An exact copy of the lines from the start of the material below through the line containing "[(332, 550), (857, 828), (98, 222), (793, 34)]" is the required answer, and it includes no pictures.

━━━ GIVEN RECORDS ━━━

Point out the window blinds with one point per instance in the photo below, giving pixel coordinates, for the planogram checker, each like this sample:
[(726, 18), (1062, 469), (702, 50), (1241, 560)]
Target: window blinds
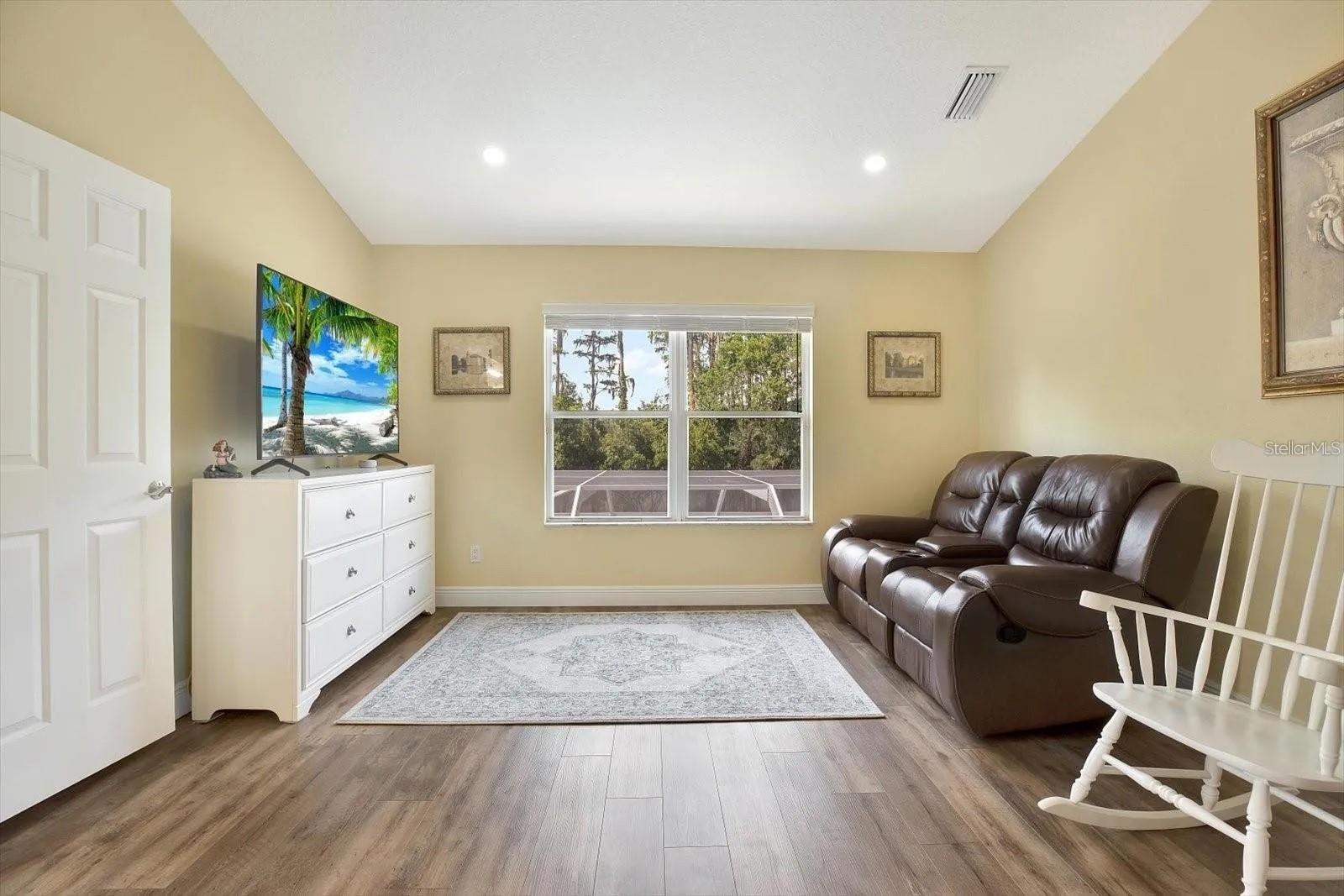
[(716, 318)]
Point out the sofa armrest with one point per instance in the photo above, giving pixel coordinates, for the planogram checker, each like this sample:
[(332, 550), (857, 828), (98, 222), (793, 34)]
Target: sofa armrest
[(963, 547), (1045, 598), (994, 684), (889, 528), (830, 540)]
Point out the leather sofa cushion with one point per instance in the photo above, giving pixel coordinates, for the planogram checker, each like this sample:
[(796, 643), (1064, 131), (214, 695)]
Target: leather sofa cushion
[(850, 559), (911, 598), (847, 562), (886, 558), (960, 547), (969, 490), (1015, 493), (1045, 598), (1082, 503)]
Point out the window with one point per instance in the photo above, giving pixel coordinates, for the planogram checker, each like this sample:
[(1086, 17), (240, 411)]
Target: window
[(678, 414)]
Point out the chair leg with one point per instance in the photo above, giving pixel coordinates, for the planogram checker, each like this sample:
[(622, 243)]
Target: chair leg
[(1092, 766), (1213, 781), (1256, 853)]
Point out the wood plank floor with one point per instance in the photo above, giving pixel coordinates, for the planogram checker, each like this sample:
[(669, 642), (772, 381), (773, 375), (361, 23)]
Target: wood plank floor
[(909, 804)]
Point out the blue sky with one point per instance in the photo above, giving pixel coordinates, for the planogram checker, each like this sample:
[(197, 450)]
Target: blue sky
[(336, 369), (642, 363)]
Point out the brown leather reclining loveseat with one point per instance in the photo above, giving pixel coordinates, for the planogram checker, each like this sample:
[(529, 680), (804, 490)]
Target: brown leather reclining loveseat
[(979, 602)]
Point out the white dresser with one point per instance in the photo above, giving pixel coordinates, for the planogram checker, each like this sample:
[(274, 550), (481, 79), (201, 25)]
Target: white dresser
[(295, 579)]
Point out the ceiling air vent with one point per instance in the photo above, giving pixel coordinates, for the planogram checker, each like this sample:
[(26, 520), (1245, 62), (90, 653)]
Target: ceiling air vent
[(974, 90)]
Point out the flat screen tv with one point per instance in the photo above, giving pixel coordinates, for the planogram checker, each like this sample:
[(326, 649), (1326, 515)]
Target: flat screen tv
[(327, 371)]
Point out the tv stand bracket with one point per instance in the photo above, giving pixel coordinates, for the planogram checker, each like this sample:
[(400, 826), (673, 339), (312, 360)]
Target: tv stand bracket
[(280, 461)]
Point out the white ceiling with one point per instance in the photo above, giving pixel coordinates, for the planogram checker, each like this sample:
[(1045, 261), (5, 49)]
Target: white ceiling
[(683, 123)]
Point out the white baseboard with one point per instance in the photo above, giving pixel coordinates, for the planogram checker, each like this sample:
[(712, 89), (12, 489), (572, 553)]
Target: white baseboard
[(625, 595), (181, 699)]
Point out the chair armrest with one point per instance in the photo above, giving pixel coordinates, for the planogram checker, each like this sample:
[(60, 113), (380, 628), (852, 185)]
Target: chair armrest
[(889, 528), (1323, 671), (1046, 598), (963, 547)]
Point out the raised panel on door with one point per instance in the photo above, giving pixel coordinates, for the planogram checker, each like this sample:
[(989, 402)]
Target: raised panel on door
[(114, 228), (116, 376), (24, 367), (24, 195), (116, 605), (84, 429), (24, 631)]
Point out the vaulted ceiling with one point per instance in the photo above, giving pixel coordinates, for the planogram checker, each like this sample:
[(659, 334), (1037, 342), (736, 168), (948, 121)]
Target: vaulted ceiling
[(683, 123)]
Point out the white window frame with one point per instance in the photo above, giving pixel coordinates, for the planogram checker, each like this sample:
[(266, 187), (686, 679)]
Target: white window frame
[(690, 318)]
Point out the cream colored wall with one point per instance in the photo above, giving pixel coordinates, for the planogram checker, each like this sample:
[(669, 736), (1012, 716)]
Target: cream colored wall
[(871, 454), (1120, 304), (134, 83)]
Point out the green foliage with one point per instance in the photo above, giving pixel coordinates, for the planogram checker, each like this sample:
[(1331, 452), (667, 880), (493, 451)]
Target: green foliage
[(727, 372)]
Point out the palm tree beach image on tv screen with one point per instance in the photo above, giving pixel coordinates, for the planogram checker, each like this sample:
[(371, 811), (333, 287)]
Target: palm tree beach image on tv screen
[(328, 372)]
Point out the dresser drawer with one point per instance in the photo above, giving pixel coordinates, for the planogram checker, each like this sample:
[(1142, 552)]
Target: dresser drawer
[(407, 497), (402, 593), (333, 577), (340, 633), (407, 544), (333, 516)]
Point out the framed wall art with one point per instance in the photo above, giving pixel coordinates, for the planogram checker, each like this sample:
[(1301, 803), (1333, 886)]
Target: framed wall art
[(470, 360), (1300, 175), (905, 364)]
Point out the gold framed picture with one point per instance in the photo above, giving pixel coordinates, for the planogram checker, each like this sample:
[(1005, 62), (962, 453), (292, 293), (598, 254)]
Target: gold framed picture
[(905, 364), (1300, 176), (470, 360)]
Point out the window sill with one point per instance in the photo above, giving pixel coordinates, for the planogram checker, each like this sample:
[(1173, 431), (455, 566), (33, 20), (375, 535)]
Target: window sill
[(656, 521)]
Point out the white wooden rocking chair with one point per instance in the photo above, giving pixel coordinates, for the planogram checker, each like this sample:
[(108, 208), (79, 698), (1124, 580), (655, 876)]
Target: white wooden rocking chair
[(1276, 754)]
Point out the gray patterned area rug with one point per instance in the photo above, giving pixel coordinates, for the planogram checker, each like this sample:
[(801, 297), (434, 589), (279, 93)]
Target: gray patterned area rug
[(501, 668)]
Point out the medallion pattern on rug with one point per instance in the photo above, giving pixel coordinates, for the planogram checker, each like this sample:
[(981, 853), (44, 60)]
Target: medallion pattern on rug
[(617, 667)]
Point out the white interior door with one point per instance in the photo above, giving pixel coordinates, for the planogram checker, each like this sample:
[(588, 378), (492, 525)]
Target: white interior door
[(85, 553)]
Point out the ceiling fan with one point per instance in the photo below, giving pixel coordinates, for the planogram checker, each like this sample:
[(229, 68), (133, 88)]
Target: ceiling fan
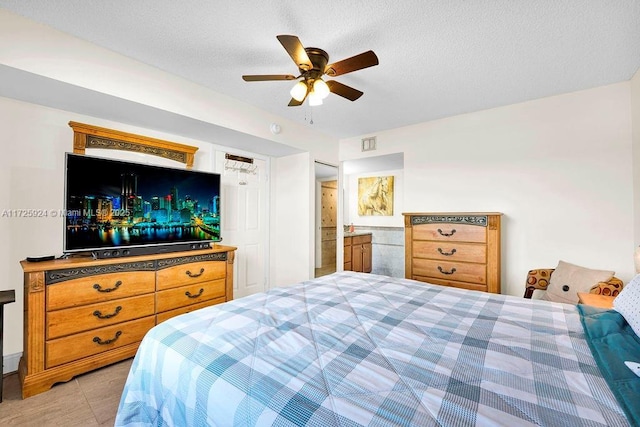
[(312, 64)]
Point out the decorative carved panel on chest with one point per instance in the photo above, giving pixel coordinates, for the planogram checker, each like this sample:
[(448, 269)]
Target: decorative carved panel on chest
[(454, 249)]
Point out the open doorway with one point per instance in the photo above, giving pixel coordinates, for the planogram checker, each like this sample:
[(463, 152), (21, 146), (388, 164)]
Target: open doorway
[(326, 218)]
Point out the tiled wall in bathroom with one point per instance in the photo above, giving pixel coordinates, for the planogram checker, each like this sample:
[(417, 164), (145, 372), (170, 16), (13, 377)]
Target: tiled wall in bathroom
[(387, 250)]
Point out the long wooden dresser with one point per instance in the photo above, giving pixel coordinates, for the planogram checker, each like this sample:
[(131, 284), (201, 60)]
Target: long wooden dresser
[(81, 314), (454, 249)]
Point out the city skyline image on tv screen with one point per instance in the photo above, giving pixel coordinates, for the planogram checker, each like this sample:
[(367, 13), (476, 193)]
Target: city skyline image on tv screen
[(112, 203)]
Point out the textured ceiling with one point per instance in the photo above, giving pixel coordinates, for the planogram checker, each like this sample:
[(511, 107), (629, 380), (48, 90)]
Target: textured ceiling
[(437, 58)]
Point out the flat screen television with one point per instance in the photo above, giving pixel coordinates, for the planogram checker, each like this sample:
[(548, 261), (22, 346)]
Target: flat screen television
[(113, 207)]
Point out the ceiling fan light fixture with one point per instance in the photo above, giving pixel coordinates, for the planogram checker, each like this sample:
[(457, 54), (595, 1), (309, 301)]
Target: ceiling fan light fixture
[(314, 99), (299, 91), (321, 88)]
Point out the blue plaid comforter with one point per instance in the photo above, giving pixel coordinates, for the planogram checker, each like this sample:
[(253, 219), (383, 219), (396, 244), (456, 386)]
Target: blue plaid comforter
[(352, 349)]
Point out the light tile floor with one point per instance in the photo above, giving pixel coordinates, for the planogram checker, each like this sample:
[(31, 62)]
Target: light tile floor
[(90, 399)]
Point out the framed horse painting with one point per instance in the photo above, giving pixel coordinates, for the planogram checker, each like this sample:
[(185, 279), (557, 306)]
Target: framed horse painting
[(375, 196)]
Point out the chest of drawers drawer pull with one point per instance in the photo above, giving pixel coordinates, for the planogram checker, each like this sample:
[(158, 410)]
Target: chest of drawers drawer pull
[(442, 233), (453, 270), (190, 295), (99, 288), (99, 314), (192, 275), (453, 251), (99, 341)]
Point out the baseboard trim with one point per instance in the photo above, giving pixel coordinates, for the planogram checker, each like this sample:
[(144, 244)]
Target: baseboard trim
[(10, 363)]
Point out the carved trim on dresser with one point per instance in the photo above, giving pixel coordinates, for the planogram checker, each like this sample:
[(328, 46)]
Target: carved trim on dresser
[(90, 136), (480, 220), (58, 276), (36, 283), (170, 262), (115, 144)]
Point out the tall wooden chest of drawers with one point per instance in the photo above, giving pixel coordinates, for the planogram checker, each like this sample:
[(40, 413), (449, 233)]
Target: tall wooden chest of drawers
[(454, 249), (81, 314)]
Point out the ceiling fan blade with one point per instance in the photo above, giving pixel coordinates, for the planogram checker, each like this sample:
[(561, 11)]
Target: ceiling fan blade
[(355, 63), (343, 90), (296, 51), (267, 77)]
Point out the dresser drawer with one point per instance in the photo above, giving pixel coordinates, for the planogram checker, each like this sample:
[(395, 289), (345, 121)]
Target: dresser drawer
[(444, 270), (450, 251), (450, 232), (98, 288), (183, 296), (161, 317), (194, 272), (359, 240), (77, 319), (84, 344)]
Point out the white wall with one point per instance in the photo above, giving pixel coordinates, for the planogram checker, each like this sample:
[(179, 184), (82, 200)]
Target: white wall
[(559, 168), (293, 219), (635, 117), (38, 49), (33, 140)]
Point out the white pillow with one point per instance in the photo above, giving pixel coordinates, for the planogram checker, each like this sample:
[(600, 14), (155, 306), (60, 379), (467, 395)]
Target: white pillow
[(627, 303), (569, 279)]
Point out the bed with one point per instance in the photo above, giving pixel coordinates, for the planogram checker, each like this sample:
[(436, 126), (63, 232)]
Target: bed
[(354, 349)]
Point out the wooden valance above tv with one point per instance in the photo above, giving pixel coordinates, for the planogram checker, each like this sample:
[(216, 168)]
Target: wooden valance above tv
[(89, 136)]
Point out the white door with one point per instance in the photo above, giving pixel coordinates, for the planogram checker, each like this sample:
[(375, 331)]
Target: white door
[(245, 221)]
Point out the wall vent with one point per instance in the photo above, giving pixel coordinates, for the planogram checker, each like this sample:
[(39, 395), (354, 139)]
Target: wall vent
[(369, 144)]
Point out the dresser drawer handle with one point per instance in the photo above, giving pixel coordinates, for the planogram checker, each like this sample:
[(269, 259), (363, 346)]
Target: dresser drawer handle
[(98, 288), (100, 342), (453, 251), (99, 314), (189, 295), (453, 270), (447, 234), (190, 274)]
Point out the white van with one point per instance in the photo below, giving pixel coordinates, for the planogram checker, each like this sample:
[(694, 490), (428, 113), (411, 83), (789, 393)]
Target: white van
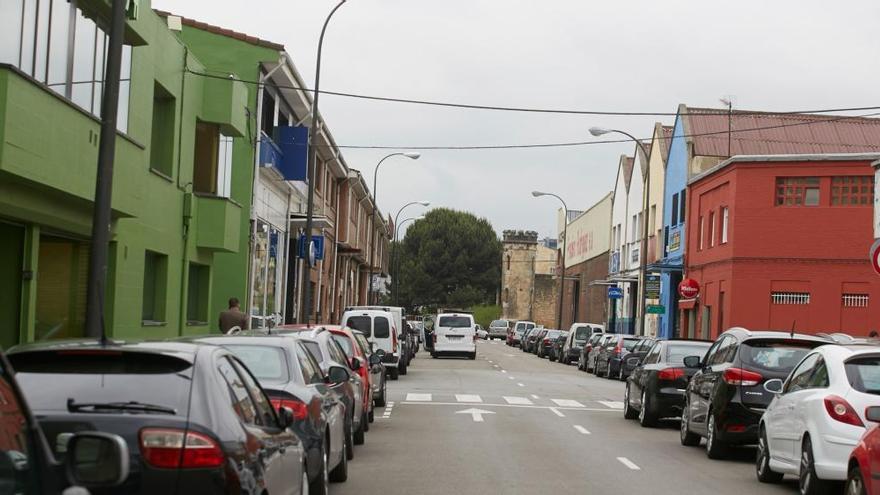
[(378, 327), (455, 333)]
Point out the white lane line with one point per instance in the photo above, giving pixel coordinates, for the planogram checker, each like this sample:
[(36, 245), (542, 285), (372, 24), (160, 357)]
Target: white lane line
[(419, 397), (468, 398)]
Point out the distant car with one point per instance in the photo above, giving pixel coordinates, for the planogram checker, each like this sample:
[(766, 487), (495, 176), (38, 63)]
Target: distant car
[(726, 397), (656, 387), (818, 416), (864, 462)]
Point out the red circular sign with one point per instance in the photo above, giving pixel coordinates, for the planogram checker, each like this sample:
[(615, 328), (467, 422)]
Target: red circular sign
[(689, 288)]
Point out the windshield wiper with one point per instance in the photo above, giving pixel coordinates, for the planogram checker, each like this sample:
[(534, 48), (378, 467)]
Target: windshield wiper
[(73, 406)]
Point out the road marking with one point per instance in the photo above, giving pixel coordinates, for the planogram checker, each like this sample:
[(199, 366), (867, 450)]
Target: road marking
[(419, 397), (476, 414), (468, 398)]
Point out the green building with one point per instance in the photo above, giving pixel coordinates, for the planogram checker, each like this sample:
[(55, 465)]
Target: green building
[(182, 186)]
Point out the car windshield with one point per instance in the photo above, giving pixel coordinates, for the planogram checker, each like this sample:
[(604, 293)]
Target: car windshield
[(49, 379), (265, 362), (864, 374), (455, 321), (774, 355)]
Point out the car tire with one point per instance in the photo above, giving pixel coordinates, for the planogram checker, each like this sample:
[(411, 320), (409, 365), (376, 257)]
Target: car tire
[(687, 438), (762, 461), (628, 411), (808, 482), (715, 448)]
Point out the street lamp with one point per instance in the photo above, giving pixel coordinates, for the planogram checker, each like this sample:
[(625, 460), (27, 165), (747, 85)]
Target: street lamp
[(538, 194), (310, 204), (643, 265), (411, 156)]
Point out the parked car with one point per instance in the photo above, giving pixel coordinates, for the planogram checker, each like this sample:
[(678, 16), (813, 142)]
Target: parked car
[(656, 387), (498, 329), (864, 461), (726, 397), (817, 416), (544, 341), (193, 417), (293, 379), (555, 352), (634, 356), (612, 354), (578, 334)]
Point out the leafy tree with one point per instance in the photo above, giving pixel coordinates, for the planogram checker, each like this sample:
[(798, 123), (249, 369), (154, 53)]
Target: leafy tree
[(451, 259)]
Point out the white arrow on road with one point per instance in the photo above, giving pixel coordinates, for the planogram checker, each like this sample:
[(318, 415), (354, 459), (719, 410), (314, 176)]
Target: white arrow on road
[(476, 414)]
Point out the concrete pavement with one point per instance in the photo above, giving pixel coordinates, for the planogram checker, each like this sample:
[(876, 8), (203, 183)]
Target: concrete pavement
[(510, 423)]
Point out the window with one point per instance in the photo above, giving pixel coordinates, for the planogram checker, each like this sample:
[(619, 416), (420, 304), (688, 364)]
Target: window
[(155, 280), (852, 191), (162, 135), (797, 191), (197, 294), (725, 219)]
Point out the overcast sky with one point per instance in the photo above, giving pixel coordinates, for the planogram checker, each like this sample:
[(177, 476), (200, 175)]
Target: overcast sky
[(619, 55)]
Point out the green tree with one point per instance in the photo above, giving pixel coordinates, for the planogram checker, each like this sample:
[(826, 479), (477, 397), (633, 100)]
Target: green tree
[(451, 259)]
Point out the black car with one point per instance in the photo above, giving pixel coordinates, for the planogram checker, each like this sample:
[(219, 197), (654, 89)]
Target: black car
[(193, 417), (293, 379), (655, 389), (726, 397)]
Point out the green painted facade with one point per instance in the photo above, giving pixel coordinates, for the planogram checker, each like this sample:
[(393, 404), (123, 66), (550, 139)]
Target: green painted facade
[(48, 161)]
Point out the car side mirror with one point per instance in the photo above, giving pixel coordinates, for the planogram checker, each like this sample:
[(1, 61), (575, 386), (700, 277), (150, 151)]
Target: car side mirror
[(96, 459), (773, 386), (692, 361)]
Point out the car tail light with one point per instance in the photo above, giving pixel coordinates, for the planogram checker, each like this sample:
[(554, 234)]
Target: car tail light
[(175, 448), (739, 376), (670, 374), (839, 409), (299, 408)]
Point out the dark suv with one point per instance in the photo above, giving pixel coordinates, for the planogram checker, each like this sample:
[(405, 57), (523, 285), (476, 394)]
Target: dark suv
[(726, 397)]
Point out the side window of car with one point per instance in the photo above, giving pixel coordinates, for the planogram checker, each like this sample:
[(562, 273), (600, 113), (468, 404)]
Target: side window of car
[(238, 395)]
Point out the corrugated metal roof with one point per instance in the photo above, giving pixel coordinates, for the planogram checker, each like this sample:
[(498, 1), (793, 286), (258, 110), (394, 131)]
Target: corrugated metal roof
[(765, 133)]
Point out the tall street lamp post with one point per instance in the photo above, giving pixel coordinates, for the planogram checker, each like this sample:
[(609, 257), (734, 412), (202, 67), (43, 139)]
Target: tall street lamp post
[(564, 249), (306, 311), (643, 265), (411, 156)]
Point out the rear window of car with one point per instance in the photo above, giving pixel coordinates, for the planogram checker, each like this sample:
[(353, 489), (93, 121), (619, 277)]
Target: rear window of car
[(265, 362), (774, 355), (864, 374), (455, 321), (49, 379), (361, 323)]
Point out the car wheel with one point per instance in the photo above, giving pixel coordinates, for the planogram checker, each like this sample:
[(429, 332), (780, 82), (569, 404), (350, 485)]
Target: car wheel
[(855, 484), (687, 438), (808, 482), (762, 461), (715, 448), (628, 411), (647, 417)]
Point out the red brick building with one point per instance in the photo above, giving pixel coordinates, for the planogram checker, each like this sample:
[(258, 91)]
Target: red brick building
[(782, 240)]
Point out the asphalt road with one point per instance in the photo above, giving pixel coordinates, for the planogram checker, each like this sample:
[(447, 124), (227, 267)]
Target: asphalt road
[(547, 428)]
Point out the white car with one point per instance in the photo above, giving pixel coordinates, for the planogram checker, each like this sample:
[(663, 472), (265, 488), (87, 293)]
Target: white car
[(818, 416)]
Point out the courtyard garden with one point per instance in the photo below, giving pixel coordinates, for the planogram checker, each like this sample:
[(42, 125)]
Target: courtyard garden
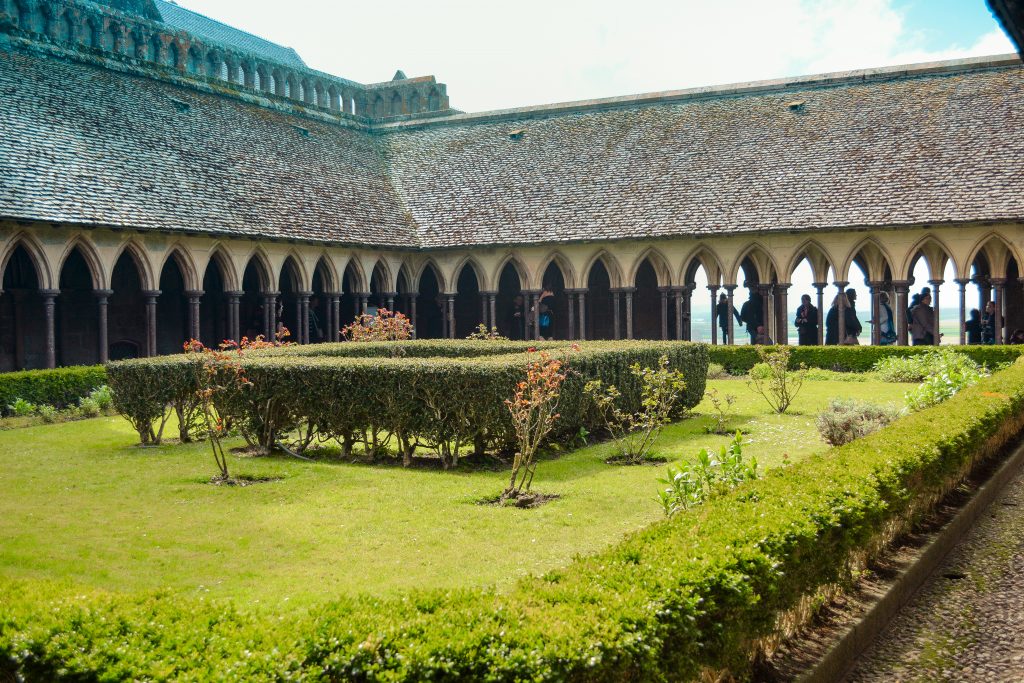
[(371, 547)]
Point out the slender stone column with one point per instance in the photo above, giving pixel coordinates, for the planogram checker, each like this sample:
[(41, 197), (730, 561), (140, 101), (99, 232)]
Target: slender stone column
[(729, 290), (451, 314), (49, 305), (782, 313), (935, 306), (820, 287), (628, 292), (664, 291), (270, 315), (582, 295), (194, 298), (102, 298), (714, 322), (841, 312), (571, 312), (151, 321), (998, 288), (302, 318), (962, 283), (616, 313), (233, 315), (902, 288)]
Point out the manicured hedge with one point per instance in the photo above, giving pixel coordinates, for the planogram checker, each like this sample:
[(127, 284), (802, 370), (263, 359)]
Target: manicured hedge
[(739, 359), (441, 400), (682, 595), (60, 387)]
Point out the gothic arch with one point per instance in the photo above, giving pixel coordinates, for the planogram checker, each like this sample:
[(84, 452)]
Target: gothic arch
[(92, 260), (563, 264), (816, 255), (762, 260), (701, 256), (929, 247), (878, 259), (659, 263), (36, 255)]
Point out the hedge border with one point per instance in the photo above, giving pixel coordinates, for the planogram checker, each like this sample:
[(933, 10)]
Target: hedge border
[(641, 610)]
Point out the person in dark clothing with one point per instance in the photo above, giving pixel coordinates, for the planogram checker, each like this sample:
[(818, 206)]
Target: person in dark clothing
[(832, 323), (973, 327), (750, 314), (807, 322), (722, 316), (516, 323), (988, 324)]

━━━

* _PROBLEM SOLUTION_
Point out the window blinds with one point per instance in the photo below, giving pixel coordinates, for the planogram checker, each like this sample:
[(726, 18), (1062, 469), (702, 50), (1241, 560)]
Target: window blinds
[(716, 318)]
Point out the sofa armrest with one point per instance in the photo above, giving pixel coordinates, for the planogram checker, each like this sample:
[(332, 550), (857, 828), (98, 222), (793, 34)]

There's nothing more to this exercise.